Tesla gained as much as 9% in early trading on Monday as Giga Shanghai reopens following a closure related to the coronavirus, but unfortunately that gain didn’t sustain long enough.
Monday’ rally above $810 was caused after late Friday report that the automaker’s Shanghai factory would reopen on Monday following a closure due to the coronavirus epidemic. The company will also receive assistance from the Chinese government to resume production, according to the report.
This rally didn’t stay long enough above the $800 level after NIO Inc!, a once touted Tesla Killer released deliveries numbers that missed analysts expectations.
Tesla Share down over $50 and is presenting trading a little above $750 at the moment.
The NIO Effect
Shares of Nio Inc. fell 1.1% on heavy volume in morning trading Monday, paring earlier losses, after the Shanghai-based electric car maker reported a year-over-year decline in January sales, citing the effects of the “unfortunate” outbreak of the coronavirus and the unfavorable timing of the Chinese New Year holiday.

= Information provided =
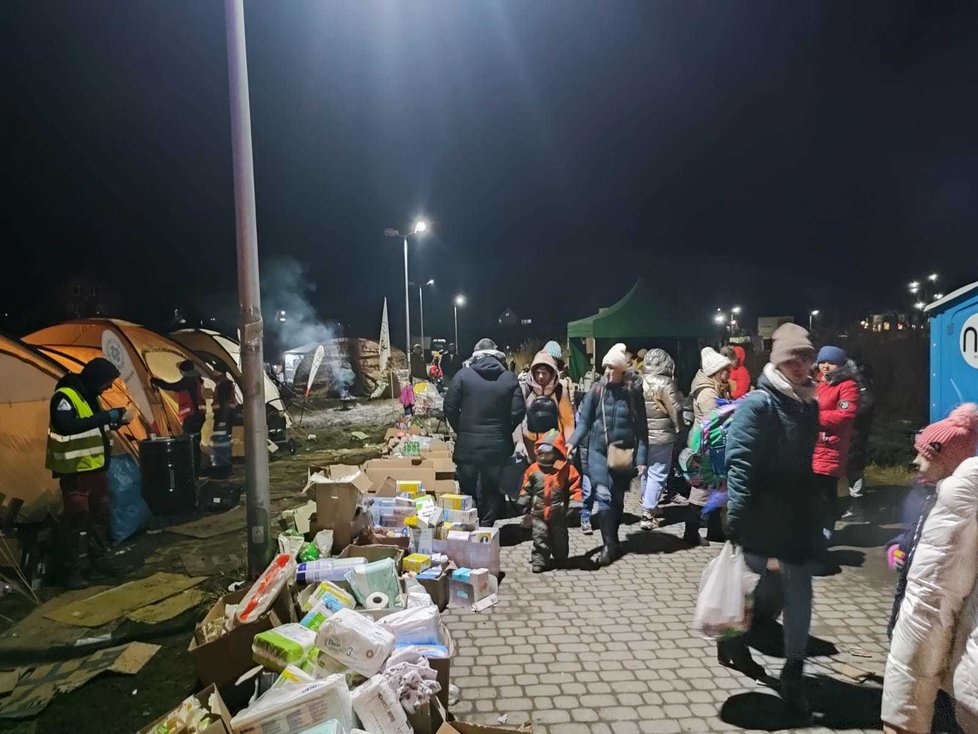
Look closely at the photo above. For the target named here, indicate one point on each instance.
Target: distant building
(83, 296)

= Task requirements =
(1) In the Tesla stock article, what will the automaker receive from the Chinese government, according to the report?
(2) Continue the Tesla stock article from the point where it stops.

= Outputs for the tasks =
(1) Assistance to resume production.

(2)
The company also said it expects February sales to decline, given that the Chinese government postponed the return to work from the New Year holiday for most businesses. The stock had been down as much as 5.0% earlier. Trading volume topped 19.1 million shares, making the stock the most actively traded on major U.S. exchanges. Nio said it delivered 1,598 vehicles in January, down 11.5% from a year ago. “We achieved satisfactory results in January despite the outbreak of novel coronavirus,” said Founder and Chief Executive William Bin Li. The stock has run up 90.4% over the past three months, while U.S. rival Tesla Inc. shares have more than doubled (up 135.7%) and the S&P 500 SPX has gained 7.6%. – Business Insider
Tesla has gained about 80% year-to-date.